▶ SELECTED EXCERPT
• • • • • • •
About a month ago I was sick and my dad felt obligated to keep me company when I was watching an episode of "Here comes Honey boo Boo." My PseudoUncle showed up and watched part of the show with us. My dad doesn't like any television program that I like. Even if he does like a show, if he finds out that I like it, he will reverse his stance on principal alone and dislike the show simply because I like it. In the case of "Here Comes Honey Boo Boo," however, no reversing of his stance was necessary. He hated it from the very first little blurb before the episode even started, which made me love it all the more
My dad complained the entire time the show aired that everyone in our house-- even those not watching it -- was losing IQ points by osmosis. Then my PseudoUncle joined in on the complaints.
They didn't think the footage we were seeing on TV was for real. They thought most of the redneckocity or whatever one would care to call it was dreamed up by the producers. While I've said the same thing myself, I couldn't allow my dad and my PseudoUncle to trash my new favorite program with impunity. I had to defend June, Alana, SugarBear, Pumpkin, Chubbs, Chickadee and anyone else even loosely associated with the show.
My dad has since decided that I would fit in with the Honey Boo Boo family better than I fit in with my birth family. He claims to be making arrangements even as I type to have my
possessions transported to McIntyre, Georgia, so that I can move in with my kindred spirits. He said that spending five minutes in the presence of those people will in all likelihood lower my MCAT and LSAT scores to the point that I'll never even get into law school, much less medical school, but it's a price that must be paid. Human beings have a biological compulsion, he says, to be in the company of their natural peers, however far and wide they must travel to find them.
My father is proof positive that a person can have an MD and still be, for practical purposes, a functional moron.
• • • • • • •
▶ ACTIVITY LIST
[a] From the Honey Boo Boo post, reproduce the passage that begins at the words "My dad has since" and ends after the words "a functional moron.".
[b] In the Honey Boo Boo post, to what town does the dad claim to be arranging to have the writer's possessions transported?
Base your answers on the text above and nothing else.

Collected data entries:
• • • • • • •
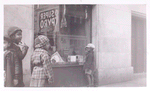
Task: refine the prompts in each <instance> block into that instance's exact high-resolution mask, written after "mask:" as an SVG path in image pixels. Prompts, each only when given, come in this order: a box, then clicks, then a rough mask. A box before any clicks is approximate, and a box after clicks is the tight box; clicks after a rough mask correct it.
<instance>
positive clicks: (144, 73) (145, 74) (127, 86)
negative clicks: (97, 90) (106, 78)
mask: <svg viewBox="0 0 150 91" xmlns="http://www.w3.org/2000/svg"><path fill="white" fill-rule="evenodd" d="M146 82H147V81H146V73H138V74H134V76H133V79H132V80H131V81H126V82H120V83H114V84H108V85H102V86H100V87H146Z"/></svg>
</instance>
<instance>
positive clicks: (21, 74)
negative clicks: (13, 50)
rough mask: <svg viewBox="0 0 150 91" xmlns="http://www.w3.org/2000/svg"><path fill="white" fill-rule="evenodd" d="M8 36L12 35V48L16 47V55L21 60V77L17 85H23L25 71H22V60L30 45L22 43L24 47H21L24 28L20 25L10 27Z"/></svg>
mask: <svg viewBox="0 0 150 91" xmlns="http://www.w3.org/2000/svg"><path fill="white" fill-rule="evenodd" d="M7 33H8V36H9V37H10V39H11V41H12V45H11V49H14V50H15V51H16V55H17V57H18V60H19V66H18V67H19V76H18V77H19V79H18V84H17V85H16V86H17V87H23V86H24V83H23V71H22V60H23V58H24V57H25V55H26V53H27V51H28V46H27V45H22V48H21V47H20V44H19V43H21V40H22V30H21V29H20V28H18V27H10V28H9V29H8V31H7Z"/></svg>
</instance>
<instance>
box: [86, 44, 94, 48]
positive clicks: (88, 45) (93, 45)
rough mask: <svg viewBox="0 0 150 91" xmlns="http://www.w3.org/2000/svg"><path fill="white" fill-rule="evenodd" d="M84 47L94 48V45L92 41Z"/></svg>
mask: <svg viewBox="0 0 150 91" xmlns="http://www.w3.org/2000/svg"><path fill="white" fill-rule="evenodd" d="M86 47H88V48H93V49H95V45H94V44H92V43H89V44H87V46H86Z"/></svg>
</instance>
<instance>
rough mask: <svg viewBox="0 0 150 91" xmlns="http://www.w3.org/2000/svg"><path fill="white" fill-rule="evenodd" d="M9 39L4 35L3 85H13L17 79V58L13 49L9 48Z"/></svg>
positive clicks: (7, 86)
mask: <svg viewBox="0 0 150 91" xmlns="http://www.w3.org/2000/svg"><path fill="white" fill-rule="evenodd" d="M10 46H11V40H10V38H9V37H8V36H6V35H5V36H4V71H5V73H4V76H5V77H4V78H5V83H4V85H5V87H14V86H16V85H17V81H18V70H19V69H18V59H17V56H16V52H15V50H13V49H11V48H10Z"/></svg>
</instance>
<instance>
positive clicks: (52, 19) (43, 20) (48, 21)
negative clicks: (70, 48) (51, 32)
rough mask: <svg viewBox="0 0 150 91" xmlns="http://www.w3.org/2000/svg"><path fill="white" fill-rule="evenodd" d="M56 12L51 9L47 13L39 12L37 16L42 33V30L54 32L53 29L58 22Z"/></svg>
mask: <svg viewBox="0 0 150 91" xmlns="http://www.w3.org/2000/svg"><path fill="white" fill-rule="evenodd" d="M58 17H59V15H58V10H57V9H51V10H47V11H43V12H40V14H39V29H40V30H41V31H42V30H44V28H46V29H48V31H51V32H52V31H54V27H55V26H56V24H57V22H58Z"/></svg>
• • • • • • •
▶ PER-TASK OUTPUTS
[a]
My dad has since decided that I would fit in with the Honey Boo Boo family better than I fit in with my birth family. He claims to be making arrangements even as I type to have my
possessions transported to McIntyre, Georgia, so that I can move in with my kindred spirits. He said that spending five minutes in the presence of those people will in all likelihood lower my MCAT and LSAT scores to the point that I'll never even get into law school, much less medical school, but it's a price that must be paid. Human beings have a biological compulsion, he says, to be in the company of their natural peers, however far and wide they must travel to find them.
My father is proof positive that a person can have an MD and still be, for practical purposes, a functional moron.

[b] McIntyre, Georgia.